**EXERCISE**
Count the lines in the listing below that contain the string "Please", with case counting, and give only that number.

--------------------------------

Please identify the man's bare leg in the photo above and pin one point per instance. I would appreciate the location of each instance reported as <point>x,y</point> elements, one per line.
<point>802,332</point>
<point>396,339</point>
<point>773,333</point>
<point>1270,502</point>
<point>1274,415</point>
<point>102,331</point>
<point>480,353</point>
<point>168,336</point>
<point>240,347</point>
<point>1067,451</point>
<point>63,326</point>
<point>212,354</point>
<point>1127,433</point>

--------------------------------

**OUTPUT FOR THIS TASK**
1